◆ SÉLECTION ◆
• • • •
Les scènes sont entrecoupées de texte comme au Théâtre et non de récitatifs comme chez Mozart. L’attention du public est davantage captée. C est d ‘ailleurs une maîtresse en scène de Théâtre, Pauline Bureau qui a collaboré à la mise en espace signée Valérie Nègre. Les personnages dont on explore la psychologie au cours des 3 actes, sont fantasques, surprenants .
C’ est le cas de la Mezzo soprano, Sophie Marin Degor qui campe Jenny s’occupant de son petit avec beaucoup de naturel auprès de son mari le fermier pusillanime qui craint de tomber sur la Dame Blanche, fantôme de la jeune fille qu’ont élevé le Comte et la Comtesse, statue à retrouver dans le Château ou véritable amoureuse du soldat George Brown qu’elle se souvient d avoir soigné autrefois et qui n’est autre que le fameux Julien, le fils mystérieusement disparu et qui va briguer l’héritage .
• • • •
◆ DONNÉES FOURNIES ◆
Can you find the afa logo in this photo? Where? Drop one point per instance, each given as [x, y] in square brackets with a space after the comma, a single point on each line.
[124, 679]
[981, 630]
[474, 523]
• • • •
◆ CONSIGNE ◆
Prolongez la sélection consacrée à cette représentation d'opéra en reprenant juste après sa dernière phrase.

◆ RÉPONSE RÉDIGÉE ◆
Incarné par le ténor rossinien Patrick Kabongo à l’allant engageant, ce héros positif s’il en est, conjugue l’Art Romantique et fantastique de cet Opéra avec la délicatesse de la musique française de cette époque. On sent poindre aussi le bel canto notamment dans des passages aux tonalités très hautes qu’imposent la partition.
Le rôle de l’opposant Gavestone est tenu comme souvent par un baryton. Ici, Laurent Kubla assez charismatique en ancien serviteur du Comte qui voudrait s’approprier le domaine.
Enfin le rôle titre d’ Anna est tenu par la grande Amélie Robins soprano colorature dont la fraîcheur de la voix nous plonge entre l’onirisme et le réel. Fantaisie, rires, clins d’œil parfois à d’autres œuvres rappellent le caractère comique de cet Opéra très joué à sa sortie en 1825 et abandonné depuis. La cheffe d’Orchestre accompagne par moments le début de certains airs en chantonnant.
C’est une chance qu’il ait été revisité en ces lieux peuplés d’autres fantômes, les costumes et objets scéniques d’œuvres des saisons passées que l’on peut admirer pour se rendre jusqu’à la salle Jedrinsky, sur l’initiative du Directeur de l’Opéra, Bertrand Rossi.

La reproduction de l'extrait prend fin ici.